→ **Task instructions**:
Output every entry exactly as written, but omit the pictures.

→ **Supplied data**:
*****

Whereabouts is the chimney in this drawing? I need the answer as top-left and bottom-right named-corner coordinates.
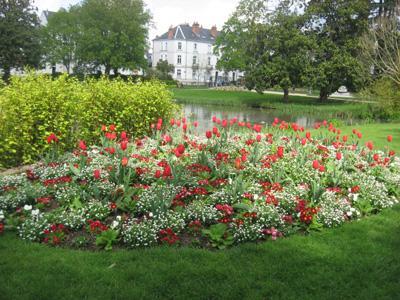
top-left (210, 25), bottom-right (218, 38)
top-left (168, 26), bottom-right (174, 39)
top-left (192, 22), bottom-right (201, 35)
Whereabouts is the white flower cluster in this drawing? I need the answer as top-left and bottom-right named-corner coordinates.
top-left (316, 191), bottom-right (359, 227)
top-left (232, 222), bottom-right (264, 243)
top-left (18, 214), bottom-right (49, 242)
top-left (185, 201), bottom-right (221, 224)
top-left (121, 218), bottom-right (160, 248)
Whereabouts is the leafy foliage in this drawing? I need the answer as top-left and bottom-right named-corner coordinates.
top-left (0, 73), bottom-right (177, 168)
top-left (0, 0), bottom-right (42, 82)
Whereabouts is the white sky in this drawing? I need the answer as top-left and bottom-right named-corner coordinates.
top-left (33, 0), bottom-right (279, 40)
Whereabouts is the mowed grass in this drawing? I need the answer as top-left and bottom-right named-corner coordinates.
top-left (172, 88), bottom-right (376, 120)
top-left (1, 205), bottom-right (399, 300)
top-left (319, 123), bottom-right (400, 152)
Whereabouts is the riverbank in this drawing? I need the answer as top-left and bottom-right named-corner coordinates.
top-left (172, 88), bottom-right (380, 121)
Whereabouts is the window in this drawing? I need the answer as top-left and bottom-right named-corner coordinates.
top-left (208, 57), bottom-right (211, 65)
top-left (177, 55), bottom-right (182, 64)
top-left (177, 69), bottom-right (181, 78)
top-left (178, 42), bottom-right (182, 50)
top-left (192, 56), bottom-right (197, 65)
top-left (194, 43), bottom-right (197, 50)
top-left (192, 70), bottom-right (196, 78)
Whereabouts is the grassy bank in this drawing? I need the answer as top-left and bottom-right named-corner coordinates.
top-left (337, 123), bottom-right (400, 151)
top-left (172, 88), bottom-right (377, 120)
top-left (1, 205), bottom-right (399, 299)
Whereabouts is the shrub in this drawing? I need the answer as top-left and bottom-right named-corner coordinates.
top-left (0, 73), bottom-right (178, 168)
top-left (363, 78), bottom-right (400, 120)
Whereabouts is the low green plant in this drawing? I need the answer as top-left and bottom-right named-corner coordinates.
top-left (95, 229), bottom-right (119, 251)
top-left (202, 223), bottom-right (234, 249)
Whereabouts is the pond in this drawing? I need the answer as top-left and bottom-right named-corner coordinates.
top-left (182, 103), bottom-right (360, 131)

*****

→ **Answer box**:
Whereabouts is the chimney in this drawing? I need the answer as top-left and bottom-right named-corner coordinates.
top-left (210, 25), bottom-right (218, 38)
top-left (168, 26), bottom-right (174, 39)
top-left (192, 22), bottom-right (201, 35)
Whereabouts is the white flower cluster in this drawing? I need the answer as top-left and bottom-right named-corner coordinates.
top-left (316, 191), bottom-right (359, 227)
top-left (232, 222), bottom-right (264, 243)
top-left (18, 214), bottom-right (49, 242)
top-left (185, 201), bottom-right (221, 224)
top-left (121, 218), bottom-right (160, 248)
Whereabouts is the leafy foliage in this drawing? I need the answer as top-left and bottom-right named-corner coordinates.
top-left (0, 73), bottom-right (177, 168)
top-left (0, 0), bottom-right (42, 82)
Whereabouts is the white sky in this drawing? I need the answer as top-left and bottom-right named-corner coordinates.
top-left (33, 0), bottom-right (279, 40)
Whereabouts is the mowed grass in this drawing? I need the answer as top-left and bottom-right named-corner coordinates.
top-left (172, 88), bottom-right (376, 120)
top-left (1, 205), bottom-right (399, 300)
top-left (319, 123), bottom-right (400, 152)
Whereabouts is the riverbank in this drawing? I need the answer as top-left and bottom-right named-corner coordinates.
top-left (172, 88), bottom-right (380, 121)
Whereabouts is the window in this drawing? I need the answer as top-left and bottom-right named-corner coordinates.
top-left (208, 57), bottom-right (211, 65)
top-left (177, 55), bottom-right (182, 64)
top-left (177, 69), bottom-right (181, 78)
top-left (178, 42), bottom-right (182, 50)
top-left (192, 56), bottom-right (197, 65)
top-left (194, 43), bottom-right (197, 50)
top-left (192, 70), bottom-right (196, 78)
Whereabouts is the grassy bank in this drawing? I need the answer as top-left and bottom-right named-corner coordinates.
top-left (337, 123), bottom-right (400, 151)
top-left (172, 88), bottom-right (377, 120)
top-left (1, 205), bottom-right (399, 299)
Whereabouts is the shrub in this drawing? I need the answer as top-left and bottom-right named-corner coordinates.
top-left (0, 73), bottom-right (178, 168)
top-left (363, 78), bottom-right (400, 120)
Whereabouts is the low green plant in this drawing? I need the answer as top-left and bottom-right named-corner coordinates.
top-left (95, 229), bottom-right (119, 251)
top-left (202, 223), bottom-right (234, 249)
Whereabouts is the pond in this drawing? I need the answer as top-left and bottom-right named-corner coordinates.
top-left (182, 103), bottom-right (360, 131)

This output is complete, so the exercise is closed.